Exercice écrit:
Relevez toutes les lignes des enregistrements ci-dessous qui contiennent la chaîne « logo ». La casse compte.
### Données fournies
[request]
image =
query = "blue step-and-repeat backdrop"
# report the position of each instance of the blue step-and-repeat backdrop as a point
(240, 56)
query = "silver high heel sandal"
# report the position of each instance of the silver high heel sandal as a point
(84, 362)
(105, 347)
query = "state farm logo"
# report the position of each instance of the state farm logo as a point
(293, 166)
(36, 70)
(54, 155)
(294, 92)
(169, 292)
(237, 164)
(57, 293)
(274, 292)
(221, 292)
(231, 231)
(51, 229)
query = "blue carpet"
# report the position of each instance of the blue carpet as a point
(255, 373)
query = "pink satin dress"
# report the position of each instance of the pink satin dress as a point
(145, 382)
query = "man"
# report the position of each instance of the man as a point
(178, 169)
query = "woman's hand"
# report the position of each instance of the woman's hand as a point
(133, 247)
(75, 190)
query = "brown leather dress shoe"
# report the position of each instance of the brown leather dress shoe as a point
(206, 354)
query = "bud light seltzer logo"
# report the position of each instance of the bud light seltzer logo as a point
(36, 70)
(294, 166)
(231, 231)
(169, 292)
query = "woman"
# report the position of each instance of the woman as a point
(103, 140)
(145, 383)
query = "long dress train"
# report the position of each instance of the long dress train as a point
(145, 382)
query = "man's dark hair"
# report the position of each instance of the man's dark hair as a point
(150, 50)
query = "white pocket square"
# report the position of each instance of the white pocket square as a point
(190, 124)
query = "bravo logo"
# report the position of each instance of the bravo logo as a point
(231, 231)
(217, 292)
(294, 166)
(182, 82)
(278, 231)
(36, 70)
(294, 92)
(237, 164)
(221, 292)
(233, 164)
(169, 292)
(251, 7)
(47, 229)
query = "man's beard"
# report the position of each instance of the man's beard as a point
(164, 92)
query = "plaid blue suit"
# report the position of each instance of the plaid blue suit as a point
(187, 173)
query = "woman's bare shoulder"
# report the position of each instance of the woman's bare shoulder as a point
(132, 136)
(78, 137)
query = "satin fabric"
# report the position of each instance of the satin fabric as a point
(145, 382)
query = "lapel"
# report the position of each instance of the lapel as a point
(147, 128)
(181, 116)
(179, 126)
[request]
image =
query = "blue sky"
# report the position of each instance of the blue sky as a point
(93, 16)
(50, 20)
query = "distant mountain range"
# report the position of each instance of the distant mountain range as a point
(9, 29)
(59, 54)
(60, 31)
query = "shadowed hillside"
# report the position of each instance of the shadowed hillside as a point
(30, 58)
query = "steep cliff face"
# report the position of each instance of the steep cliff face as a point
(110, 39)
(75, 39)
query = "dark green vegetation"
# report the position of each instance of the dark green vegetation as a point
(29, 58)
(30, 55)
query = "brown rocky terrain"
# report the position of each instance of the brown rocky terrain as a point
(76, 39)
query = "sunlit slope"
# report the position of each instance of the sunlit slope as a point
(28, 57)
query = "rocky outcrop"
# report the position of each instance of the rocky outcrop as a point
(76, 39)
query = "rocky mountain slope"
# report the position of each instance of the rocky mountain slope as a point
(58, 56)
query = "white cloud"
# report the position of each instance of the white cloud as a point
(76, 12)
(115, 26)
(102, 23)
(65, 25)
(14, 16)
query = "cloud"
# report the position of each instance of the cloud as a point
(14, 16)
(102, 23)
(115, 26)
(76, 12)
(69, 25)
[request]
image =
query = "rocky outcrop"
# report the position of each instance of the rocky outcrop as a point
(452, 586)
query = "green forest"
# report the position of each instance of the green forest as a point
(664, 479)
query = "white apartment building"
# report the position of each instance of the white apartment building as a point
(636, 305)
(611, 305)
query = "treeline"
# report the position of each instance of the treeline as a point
######
Corrigé:
query = "state farm logo"
# report the position of each instance of the state farm logo as a point
query = "bud light seltzer logo"
# report the position of each instance of the bud light seltzer logo as a point
query = "bravo logo"
# report the position of each instance of the bravo logo as a point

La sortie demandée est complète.